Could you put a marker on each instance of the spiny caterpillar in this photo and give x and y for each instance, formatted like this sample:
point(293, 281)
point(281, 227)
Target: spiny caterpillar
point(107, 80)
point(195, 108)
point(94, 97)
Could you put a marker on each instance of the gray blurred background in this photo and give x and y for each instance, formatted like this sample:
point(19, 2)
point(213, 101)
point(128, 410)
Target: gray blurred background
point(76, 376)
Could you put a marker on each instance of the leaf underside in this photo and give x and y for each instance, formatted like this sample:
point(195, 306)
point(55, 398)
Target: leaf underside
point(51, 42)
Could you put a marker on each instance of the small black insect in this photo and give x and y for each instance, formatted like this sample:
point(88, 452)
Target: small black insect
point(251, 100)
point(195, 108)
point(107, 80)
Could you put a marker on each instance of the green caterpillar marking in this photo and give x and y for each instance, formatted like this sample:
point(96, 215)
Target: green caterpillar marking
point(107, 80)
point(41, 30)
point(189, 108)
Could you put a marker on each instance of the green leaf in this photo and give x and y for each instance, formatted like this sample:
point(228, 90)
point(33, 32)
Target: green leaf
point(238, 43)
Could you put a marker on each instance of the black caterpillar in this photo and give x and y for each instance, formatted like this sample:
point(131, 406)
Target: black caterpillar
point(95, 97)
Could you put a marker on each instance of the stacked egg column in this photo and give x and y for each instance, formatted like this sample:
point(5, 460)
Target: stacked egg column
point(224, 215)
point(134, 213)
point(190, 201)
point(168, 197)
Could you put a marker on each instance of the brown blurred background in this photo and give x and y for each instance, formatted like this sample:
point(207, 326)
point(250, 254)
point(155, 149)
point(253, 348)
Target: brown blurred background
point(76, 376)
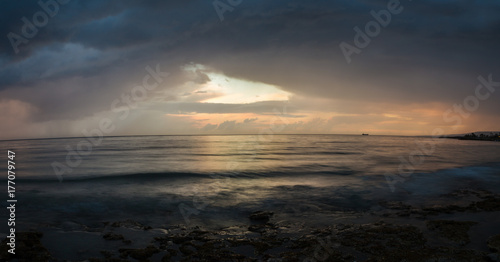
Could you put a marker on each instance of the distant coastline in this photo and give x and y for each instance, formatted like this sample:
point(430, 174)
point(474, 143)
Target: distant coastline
point(482, 136)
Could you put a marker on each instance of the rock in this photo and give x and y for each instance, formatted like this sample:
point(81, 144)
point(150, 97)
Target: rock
point(456, 231)
point(28, 248)
point(113, 236)
point(261, 216)
point(494, 243)
point(139, 254)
# # # # # # #
Rewrite all of the data above, swapping every occurrence of "put a marker on" for "place a dot on" and keeping everything else the same. Leave the pictures out of your answer.

Could you place a dot on each instance of the spiny caterpillar in this photo and give x and y for each instance, formatted like this sample:
point(293, 281)
point(281, 227)
Target: spiny caterpillar
point(107, 80)
point(195, 108)
point(94, 97)
Could you place a dot on each instance of the gray blurred background in this photo and give x and y for each instance, formatted like this sample:
point(19, 2)
point(213, 101)
point(128, 410)
Target: gray blurred background
point(76, 376)
Could you place a dot on each instance of the leaf underside in this photo and give x and y for each instance, formatted like this sample:
point(195, 306)
point(55, 398)
Target: leaf underside
point(51, 42)
Could you place a dot on each instance of the small black insect in this photo and give x and y for each instance, formatted like this sample:
point(88, 452)
Target: small black insect
point(251, 100)
point(195, 108)
point(107, 80)
Could you place a dot on each instance of the green caterpillar marking in this photo and give x and y for each instance, formatted like this sample:
point(96, 215)
Target: green caterpillar marking
point(107, 80)
point(41, 30)
point(189, 108)
Could you place a dot on each instance of the green leaf in this photo and give x and y for each instance, formatted like this sample:
point(228, 90)
point(33, 32)
Target: green leaf
point(238, 43)
Could you place a dot on each instance of the black caterpillar in this photo and give x and y for each instance, formatted like this sample:
point(131, 406)
Target: black caterpillar
point(95, 97)
Could you place a dot on each instance of the stacked egg column in this photo and give x and y for each instance, formatted like this sample:
point(5, 460)
Target: stacked egg column
point(224, 215)
point(134, 213)
point(190, 201)
point(168, 197)
Could you place a dot on each instance of the brown blurred background in this photo and give x and y for each instance, formatted like this sample:
point(207, 326)
point(250, 254)
point(155, 149)
point(253, 348)
Target: brown blurred background
point(76, 376)
Could you place a dot on each instance of the distant coastline in this photo and give x and y for each instance, formatted like this sample:
point(430, 174)
point(474, 143)
Target: distant coastline
point(482, 136)
Could you place a dot on each instance of the rock in this photo and give x and y for each instance, formatted like this sample:
point(81, 144)
point(150, 97)
Target: rock
point(456, 231)
point(28, 248)
point(113, 236)
point(261, 216)
point(494, 243)
point(139, 254)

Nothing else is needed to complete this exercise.